Copy out, word for word, the part of the listing that opens with the line containing "Target = dog's eye" and runs to the end of the listing.
## Start Record set
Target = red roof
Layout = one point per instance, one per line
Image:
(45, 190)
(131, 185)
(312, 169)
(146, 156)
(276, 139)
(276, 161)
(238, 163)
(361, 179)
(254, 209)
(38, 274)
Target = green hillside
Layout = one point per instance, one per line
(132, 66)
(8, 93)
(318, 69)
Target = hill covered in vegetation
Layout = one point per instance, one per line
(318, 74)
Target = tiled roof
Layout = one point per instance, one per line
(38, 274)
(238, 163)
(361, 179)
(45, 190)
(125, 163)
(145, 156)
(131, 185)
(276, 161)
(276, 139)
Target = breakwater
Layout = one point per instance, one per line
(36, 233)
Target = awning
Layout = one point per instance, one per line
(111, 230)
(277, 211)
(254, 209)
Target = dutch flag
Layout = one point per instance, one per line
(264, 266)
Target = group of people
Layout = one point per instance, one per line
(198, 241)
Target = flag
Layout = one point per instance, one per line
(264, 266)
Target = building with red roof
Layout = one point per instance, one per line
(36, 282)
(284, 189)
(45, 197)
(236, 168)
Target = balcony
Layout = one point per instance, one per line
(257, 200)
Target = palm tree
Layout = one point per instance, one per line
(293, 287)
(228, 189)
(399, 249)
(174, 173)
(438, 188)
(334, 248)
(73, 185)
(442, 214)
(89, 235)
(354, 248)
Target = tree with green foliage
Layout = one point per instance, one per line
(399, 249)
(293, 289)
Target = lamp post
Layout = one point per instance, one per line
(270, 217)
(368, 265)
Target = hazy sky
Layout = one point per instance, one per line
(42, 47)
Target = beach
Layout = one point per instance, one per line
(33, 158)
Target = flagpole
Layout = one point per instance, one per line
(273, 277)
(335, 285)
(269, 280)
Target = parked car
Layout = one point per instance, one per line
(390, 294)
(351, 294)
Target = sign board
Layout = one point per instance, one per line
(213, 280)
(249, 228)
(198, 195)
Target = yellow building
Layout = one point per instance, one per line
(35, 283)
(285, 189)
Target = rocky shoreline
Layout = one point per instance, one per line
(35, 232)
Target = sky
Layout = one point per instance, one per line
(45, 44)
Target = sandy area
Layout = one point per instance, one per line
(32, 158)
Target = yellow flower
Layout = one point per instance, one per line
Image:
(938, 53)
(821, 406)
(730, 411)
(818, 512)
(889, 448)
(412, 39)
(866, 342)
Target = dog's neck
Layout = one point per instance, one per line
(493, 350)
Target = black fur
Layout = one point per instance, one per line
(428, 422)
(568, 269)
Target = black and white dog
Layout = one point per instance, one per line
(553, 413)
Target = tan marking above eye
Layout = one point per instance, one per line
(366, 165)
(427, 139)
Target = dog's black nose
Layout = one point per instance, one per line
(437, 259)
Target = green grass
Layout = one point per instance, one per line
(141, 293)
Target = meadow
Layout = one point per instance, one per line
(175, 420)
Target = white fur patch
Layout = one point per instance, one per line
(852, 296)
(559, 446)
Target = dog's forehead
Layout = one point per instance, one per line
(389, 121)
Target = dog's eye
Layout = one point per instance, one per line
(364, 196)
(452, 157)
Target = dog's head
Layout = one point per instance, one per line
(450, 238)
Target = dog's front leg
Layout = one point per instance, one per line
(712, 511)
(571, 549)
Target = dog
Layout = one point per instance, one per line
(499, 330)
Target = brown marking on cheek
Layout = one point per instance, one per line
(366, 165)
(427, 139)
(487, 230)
## End Record set
Written response:
Target = dog's eye
Layout = one point per instance, one per line
(364, 196)
(452, 157)
Target = dog's head
Layout = one point per instance, one per line
(450, 238)
Target = dog's front leg
Layout = one point per instance, one per line
(712, 511)
(571, 549)
Target = dog
Layout = one point per instance, one per line
(499, 330)
Target = brown marking on cheek
Layout = one point per instance, one per line
(366, 165)
(427, 139)
(487, 230)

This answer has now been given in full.